- [Problem details] All records that follow are to be output exactly.

*** Block opens ***

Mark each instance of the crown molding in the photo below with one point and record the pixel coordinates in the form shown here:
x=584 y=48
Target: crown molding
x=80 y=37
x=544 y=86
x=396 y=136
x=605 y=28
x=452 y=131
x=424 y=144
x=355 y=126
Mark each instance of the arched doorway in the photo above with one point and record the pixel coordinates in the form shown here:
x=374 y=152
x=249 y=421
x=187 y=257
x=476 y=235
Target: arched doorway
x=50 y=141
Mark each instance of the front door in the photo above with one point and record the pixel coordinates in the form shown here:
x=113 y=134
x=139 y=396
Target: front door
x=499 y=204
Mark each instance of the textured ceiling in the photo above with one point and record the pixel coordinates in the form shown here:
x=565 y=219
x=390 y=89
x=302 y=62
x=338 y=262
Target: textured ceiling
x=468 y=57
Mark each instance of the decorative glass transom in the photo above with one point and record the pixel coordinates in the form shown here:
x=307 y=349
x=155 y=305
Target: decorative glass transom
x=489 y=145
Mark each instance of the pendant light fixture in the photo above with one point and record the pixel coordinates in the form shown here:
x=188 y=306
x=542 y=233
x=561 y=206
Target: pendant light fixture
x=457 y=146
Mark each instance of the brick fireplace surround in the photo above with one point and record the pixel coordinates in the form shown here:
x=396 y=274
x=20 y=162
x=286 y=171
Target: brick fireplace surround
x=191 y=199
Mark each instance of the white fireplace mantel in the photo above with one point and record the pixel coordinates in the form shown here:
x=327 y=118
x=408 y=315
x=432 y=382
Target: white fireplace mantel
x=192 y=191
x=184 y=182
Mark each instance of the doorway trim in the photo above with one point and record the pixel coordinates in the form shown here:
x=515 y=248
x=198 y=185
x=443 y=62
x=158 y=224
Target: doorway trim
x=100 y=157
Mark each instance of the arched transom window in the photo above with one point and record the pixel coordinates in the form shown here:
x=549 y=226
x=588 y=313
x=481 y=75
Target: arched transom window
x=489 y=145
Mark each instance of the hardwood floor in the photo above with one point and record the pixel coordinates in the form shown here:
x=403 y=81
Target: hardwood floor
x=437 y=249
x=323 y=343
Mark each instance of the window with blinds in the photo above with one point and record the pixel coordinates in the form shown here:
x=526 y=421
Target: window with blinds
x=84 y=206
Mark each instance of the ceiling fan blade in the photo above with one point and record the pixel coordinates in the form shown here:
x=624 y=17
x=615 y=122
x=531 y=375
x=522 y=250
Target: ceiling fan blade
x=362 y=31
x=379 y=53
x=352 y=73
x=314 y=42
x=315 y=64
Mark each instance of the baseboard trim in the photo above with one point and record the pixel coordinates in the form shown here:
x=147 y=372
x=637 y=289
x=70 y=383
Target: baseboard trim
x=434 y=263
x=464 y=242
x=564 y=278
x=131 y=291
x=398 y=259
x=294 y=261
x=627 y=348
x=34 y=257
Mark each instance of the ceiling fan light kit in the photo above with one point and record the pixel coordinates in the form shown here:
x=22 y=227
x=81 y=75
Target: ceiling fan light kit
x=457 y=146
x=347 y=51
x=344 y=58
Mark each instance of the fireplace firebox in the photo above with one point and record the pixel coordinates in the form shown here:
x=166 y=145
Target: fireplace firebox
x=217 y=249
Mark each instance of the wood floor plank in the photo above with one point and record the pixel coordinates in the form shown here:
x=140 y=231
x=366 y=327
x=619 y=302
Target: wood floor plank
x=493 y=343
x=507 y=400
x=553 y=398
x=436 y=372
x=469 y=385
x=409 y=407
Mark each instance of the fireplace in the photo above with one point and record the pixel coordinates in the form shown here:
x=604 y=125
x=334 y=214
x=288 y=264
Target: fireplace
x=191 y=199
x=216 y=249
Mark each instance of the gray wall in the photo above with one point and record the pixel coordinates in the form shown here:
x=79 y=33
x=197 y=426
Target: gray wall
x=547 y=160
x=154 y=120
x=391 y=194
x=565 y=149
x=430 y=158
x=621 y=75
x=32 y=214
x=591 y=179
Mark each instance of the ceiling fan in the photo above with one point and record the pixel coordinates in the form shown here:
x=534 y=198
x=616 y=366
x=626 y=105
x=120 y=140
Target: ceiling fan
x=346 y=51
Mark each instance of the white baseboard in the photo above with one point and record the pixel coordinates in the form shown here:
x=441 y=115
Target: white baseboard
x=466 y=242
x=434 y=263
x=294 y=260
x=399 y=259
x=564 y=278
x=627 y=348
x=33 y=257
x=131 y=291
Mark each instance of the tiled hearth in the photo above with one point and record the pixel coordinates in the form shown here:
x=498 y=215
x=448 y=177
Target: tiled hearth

*** Block closes ***

- [Task response]
Mark each instance of the crown molding in the photo below with one point and record the pixel coordinates in the form shown here:
x=584 y=48
Target: crown molding
x=80 y=37
x=544 y=86
x=396 y=136
x=605 y=28
x=452 y=131
x=424 y=144
x=355 y=126
Mark each instance of the arched doorway in the photo above with one point and record the pixel coordinates in the form shown here:
x=374 y=152
x=249 y=421
x=187 y=257
x=476 y=235
Target: arched doorway
x=50 y=141
Mark each instance of the front door in the photo above with one point and record the pixel coordinates in the form shown here:
x=113 y=134
x=139 y=396
Target: front door
x=499 y=204
Mark each instance of the textured ceiling in the photo above with one point and record the pixel coordinates in the form shown here:
x=565 y=219
x=390 y=89
x=302 y=62
x=338 y=262
Target: textured ceiling
x=468 y=57
Mark each instance of the decorative glass transom in the photo above with one point and record the pixel coordinates in the form shown here:
x=307 y=349
x=155 y=305
Target: decorative glass transom
x=489 y=145
Mark each instance of the pendant light fixture in the photo above with one point and record the pixel coordinates in the form shown here:
x=188 y=306
x=542 y=233
x=561 y=206
Target: pendant light fixture
x=457 y=146
Mark each instance of the brick fireplace surround in the photo above with one point and record the pixel coordinates in the form shown here:
x=396 y=274
x=20 y=162
x=286 y=171
Target: brick fireplace surround
x=191 y=199
Mark each instance of the white fireplace mantel in the photo above with one point and record the pixel coordinates in the form shown here:
x=327 y=118
x=408 y=315
x=432 y=382
Target: white fireplace mantel
x=192 y=191
x=184 y=182
Mark each instance of the doorway trim in the photo above with one point and record the pixel coordinates in the form shown here:
x=515 y=248
x=198 y=185
x=443 y=62
x=158 y=224
Target: doorway trim
x=100 y=157
Mark each instance of the arched transom window in the photo above with one point and record the pixel coordinates in the form shown here:
x=549 y=226
x=588 y=313
x=481 y=75
Target: arched transom window
x=489 y=145
Mark each instance of the hardwood floor in the photo above with one point and record the pixel coordinates in the form shown here:
x=403 y=81
Target: hardwood floor
x=437 y=249
x=323 y=343
Mark each instance of the window with blinds in the photo above with one point and record the pixel coordinates in the form shown here:
x=526 y=421
Target: window with blinds
x=84 y=206
Mark each instance of the ceiling fan blade in the photo above with one point and record the pixel coordinates in the form shown here:
x=624 y=17
x=615 y=122
x=531 y=375
x=522 y=250
Target: ceiling fan blade
x=362 y=31
x=379 y=53
x=352 y=73
x=314 y=42
x=315 y=64
Mark each instance of the baseboard trim in the photo above with one point and record the pixel coordinates in the form shown here:
x=147 y=372
x=637 y=289
x=70 y=383
Target: baseboard trim
x=434 y=263
x=464 y=242
x=564 y=278
x=131 y=291
x=398 y=259
x=294 y=261
x=627 y=348
x=34 y=257
Mark each instance of the ceiling fan light kit in the photo above with one point and record the pixel coordinates in the form shown here:
x=22 y=227
x=81 y=75
Target: ceiling fan light kit
x=457 y=146
x=347 y=51
x=344 y=58
Mark each instance of the fireplace firebox in the photo above with one point and record the pixel coordinates in the form shown here:
x=166 y=145
Target: fireplace firebox
x=217 y=249
Mark each instance of the wood floor plank in the photo above with one point and record the pixel coordinates in the form shown here:
x=140 y=231
x=366 y=327
x=619 y=302
Target: wood floor plank
x=493 y=343
x=507 y=400
x=553 y=398
x=436 y=372
x=469 y=385
x=409 y=407
Mark each instance of the fireplace in the photo above with one point and record the pixel coordinates in the form shown here:
x=604 y=125
x=334 y=214
x=288 y=264
Target: fireplace
x=191 y=199
x=216 y=249
Mark each instance of the gray wall in the photo above with one point and record the pixel coordinates in the form shown here:
x=79 y=33
x=197 y=426
Target: gray wall
x=547 y=160
x=154 y=120
x=391 y=194
x=565 y=149
x=430 y=158
x=621 y=75
x=32 y=214
x=591 y=179
Mark each instance of the ceiling fan in the photo above with one point and record the pixel coordinates in the form shown here:
x=534 y=198
x=616 y=366
x=626 y=105
x=120 y=140
Target: ceiling fan
x=346 y=51
Mark each instance of the white baseboard in the photo above with one point and record the pixel coordinates in the form shown here:
x=441 y=115
Target: white baseboard
x=466 y=242
x=434 y=263
x=294 y=260
x=399 y=259
x=564 y=278
x=627 y=348
x=33 y=257
x=131 y=291
Mark each instance of the tiled hearth in the photo above with one point and record the pixel coordinates in the form shown here:
x=498 y=215
x=448 y=177
Target: tiled hearth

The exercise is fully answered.